**TASK PROMPT**
Format every line in the listing below, from the line containing "Exercise. Identify every instance of the marian" down to the end of the listing, as a JSON list of strings with one string per line, omitting blank lines.

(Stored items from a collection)
- - -

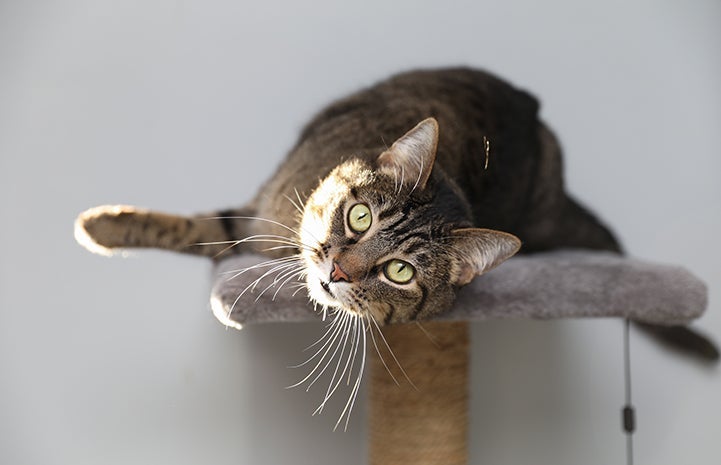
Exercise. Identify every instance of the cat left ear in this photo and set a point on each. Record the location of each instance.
(410, 158)
(480, 250)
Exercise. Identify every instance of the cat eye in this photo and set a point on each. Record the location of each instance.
(359, 218)
(399, 272)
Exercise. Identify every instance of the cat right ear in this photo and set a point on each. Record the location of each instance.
(480, 250)
(410, 159)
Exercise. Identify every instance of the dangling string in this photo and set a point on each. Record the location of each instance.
(628, 415)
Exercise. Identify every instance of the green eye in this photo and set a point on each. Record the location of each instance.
(399, 271)
(359, 218)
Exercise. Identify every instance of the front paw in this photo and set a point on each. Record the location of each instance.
(104, 229)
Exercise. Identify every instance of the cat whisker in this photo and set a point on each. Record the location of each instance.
(343, 344)
(257, 218)
(292, 202)
(297, 274)
(344, 332)
(378, 351)
(255, 283)
(277, 261)
(329, 334)
(430, 337)
(356, 387)
(328, 329)
(277, 269)
(327, 346)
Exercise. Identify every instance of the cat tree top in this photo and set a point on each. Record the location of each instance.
(557, 284)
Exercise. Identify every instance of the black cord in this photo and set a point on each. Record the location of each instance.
(628, 414)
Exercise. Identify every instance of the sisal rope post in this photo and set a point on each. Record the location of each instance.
(427, 424)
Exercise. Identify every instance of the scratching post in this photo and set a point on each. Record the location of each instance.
(428, 424)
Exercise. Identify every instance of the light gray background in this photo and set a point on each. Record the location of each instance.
(187, 106)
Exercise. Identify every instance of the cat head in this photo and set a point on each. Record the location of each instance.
(391, 236)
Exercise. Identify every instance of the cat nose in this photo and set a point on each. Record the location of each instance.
(338, 274)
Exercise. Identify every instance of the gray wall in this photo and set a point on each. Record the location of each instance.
(187, 106)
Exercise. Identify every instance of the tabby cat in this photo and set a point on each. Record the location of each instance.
(391, 232)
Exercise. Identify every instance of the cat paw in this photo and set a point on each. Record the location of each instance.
(103, 229)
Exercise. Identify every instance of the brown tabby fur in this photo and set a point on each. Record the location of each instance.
(444, 216)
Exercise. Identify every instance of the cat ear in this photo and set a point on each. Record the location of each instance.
(410, 158)
(480, 250)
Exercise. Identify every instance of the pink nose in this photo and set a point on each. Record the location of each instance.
(338, 274)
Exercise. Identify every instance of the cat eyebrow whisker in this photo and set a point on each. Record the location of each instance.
(295, 205)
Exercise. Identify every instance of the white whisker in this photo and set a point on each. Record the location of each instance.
(391, 352)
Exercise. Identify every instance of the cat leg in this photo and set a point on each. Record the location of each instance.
(110, 228)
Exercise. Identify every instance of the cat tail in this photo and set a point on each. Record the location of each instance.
(111, 228)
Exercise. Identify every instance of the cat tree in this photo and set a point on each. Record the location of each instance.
(428, 425)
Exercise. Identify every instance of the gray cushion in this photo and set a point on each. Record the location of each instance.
(559, 284)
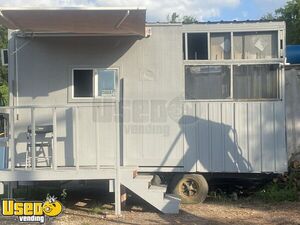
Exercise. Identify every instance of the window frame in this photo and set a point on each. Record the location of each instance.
(280, 38)
(95, 97)
(231, 98)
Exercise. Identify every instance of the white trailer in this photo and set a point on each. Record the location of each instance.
(121, 99)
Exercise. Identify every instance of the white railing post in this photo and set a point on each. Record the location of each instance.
(54, 148)
(76, 137)
(12, 138)
(117, 179)
(97, 123)
(33, 149)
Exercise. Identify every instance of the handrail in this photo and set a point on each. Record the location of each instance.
(54, 106)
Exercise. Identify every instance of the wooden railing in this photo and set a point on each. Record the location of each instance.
(15, 113)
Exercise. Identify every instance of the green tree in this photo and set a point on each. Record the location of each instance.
(290, 13)
(3, 70)
(189, 19)
(173, 18)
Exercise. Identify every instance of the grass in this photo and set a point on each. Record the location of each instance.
(99, 209)
(284, 188)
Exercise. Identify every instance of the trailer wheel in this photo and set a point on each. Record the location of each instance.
(191, 188)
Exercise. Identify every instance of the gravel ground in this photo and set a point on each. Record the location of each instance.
(86, 211)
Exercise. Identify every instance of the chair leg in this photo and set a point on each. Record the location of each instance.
(26, 157)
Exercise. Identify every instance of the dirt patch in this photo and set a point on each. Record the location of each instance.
(88, 212)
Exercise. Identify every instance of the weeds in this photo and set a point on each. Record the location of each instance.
(284, 188)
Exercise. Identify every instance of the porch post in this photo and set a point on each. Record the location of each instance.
(12, 138)
(54, 148)
(33, 161)
(117, 178)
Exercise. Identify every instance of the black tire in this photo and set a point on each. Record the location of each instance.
(191, 188)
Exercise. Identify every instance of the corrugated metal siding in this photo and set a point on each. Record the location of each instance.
(236, 137)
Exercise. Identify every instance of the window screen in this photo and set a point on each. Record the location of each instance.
(220, 46)
(106, 82)
(207, 82)
(255, 82)
(255, 45)
(197, 46)
(83, 83)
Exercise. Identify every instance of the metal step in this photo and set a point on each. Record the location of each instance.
(153, 194)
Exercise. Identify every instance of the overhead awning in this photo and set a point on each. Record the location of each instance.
(101, 21)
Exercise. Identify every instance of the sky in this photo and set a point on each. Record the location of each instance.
(158, 10)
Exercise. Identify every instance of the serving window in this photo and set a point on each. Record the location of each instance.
(238, 82)
(94, 83)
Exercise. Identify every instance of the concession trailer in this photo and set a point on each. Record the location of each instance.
(99, 94)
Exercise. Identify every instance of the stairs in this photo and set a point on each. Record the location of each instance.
(155, 195)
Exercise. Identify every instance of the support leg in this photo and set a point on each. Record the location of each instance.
(117, 198)
(123, 196)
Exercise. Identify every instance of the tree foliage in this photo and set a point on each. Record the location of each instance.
(3, 70)
(176, 18)
(189, 19)
(290, 13)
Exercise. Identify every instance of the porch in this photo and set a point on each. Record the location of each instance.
(79, 142)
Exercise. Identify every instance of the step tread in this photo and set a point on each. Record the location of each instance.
(172, 197)
(158, 188)
(146, 177)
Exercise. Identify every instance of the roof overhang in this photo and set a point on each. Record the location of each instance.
(81, 21)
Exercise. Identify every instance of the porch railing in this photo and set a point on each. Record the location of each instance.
(16, 117)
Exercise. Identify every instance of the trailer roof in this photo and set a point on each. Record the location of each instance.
(100, 20)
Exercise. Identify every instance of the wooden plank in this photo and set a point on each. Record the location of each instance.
(280, 151)
(33, 148)
(230, 146)
(254, 135)
(241, 138)
(268, 139)
(203, 137)
(215, 124)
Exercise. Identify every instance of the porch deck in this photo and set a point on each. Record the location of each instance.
(75, 149)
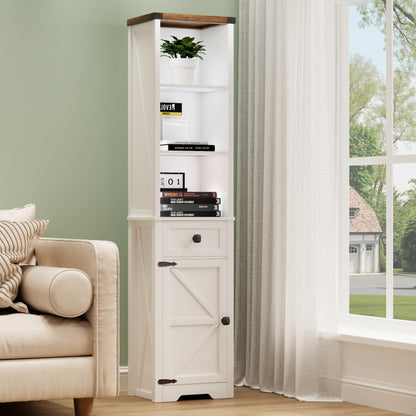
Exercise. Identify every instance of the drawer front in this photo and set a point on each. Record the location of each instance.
(196, 239)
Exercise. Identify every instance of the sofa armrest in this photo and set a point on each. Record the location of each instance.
(100, 261)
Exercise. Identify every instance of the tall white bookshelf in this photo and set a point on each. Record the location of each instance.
(180, 269)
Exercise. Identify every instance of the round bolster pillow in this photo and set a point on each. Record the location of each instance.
(55, 290)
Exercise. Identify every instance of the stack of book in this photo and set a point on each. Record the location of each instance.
(189, 204)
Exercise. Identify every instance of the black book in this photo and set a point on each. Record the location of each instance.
(189, 207)
(188, 147)
(190, 200)
(176, 194)
(190, 213)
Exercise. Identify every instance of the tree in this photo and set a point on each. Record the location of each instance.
(404, 26)
(365, 87)
(408, 244)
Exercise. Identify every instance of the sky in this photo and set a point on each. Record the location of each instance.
(370, 43)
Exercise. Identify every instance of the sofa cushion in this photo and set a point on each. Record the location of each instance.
(25, 213)
(17, 242)
(43, 336)
(55, 290)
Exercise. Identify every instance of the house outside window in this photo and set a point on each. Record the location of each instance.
(382, 159)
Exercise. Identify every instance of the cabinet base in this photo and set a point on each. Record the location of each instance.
(174, 393)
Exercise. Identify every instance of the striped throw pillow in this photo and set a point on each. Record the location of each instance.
(17, 242)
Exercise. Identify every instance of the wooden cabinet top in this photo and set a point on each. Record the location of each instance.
(182, 20)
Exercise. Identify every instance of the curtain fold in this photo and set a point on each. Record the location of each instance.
(286, 256)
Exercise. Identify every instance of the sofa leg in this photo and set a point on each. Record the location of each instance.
(83, 407)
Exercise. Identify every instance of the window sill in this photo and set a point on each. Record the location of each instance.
(378, 332)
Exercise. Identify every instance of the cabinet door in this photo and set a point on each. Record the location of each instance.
(195, 340)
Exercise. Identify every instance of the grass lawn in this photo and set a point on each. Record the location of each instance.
(375, 305)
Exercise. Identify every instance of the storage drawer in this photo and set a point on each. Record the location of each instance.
(194, 239)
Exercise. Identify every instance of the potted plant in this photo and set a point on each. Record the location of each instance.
(183, 54)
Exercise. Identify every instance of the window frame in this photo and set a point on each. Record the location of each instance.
(373, 330)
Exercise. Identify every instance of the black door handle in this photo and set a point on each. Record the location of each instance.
(226, 320)
(166, 263)
(197, 238)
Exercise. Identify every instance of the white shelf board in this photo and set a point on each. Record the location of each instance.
(189, 153)
(191, 88)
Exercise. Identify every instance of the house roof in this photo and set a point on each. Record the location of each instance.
(366, 220)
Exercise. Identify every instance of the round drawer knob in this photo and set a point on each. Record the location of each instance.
(196, 238)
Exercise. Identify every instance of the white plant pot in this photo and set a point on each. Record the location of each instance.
(183, 70)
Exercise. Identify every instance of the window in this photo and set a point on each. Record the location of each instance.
(353, 213)
(382, 158)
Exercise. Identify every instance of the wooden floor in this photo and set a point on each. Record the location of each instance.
(246, 403)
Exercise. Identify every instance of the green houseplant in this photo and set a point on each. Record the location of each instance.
(182, 54)
(182, 48)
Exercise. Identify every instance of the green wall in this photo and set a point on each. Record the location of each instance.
(63, 113)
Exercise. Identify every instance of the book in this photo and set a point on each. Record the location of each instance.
(190, 213)
(188, 147)
(171, 109)
(189, 207)
(190, 200)
(168, 194)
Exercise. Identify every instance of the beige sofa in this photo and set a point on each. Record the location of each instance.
(44, 356)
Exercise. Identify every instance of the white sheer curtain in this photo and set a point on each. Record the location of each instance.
(286, 255)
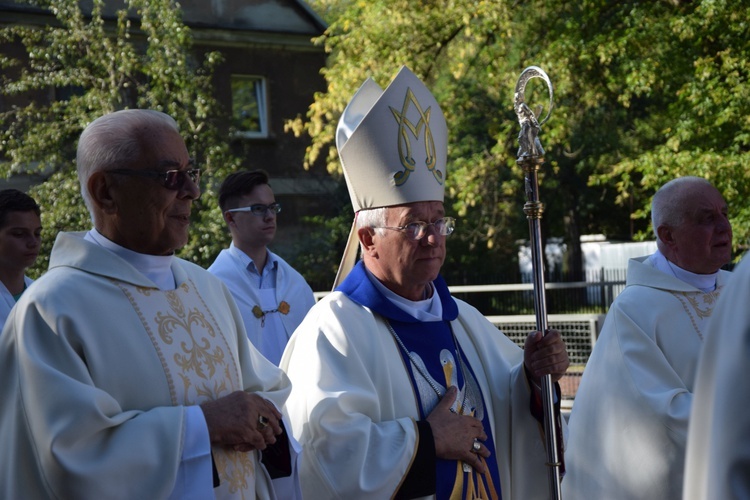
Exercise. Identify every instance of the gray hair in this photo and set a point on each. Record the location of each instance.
(113, 141)
(669, 204)
(372, 217)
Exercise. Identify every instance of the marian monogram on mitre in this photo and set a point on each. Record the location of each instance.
(414, 125)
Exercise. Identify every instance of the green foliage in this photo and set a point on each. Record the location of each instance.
(91, 67)
(644, 92)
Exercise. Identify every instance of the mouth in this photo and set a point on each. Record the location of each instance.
(182, 218)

- - -

**WRITTEN ANSWER**
[
  "Exercise. Identify every instance of the marian monogram on mitre in this photo and set a point on each. Record the location of each instance.",
  "(414, 125)",
  "Exercise. Identify every instance of the green foliage in this photo and set a point on each. Record the location of each instance.",
  "(91, 67)",
  "(644, 92)",
  "Exercise. Identify every instance of the mouth in this photo and set a point on each. Record the location of each instance.",
  "(182, 218)"
]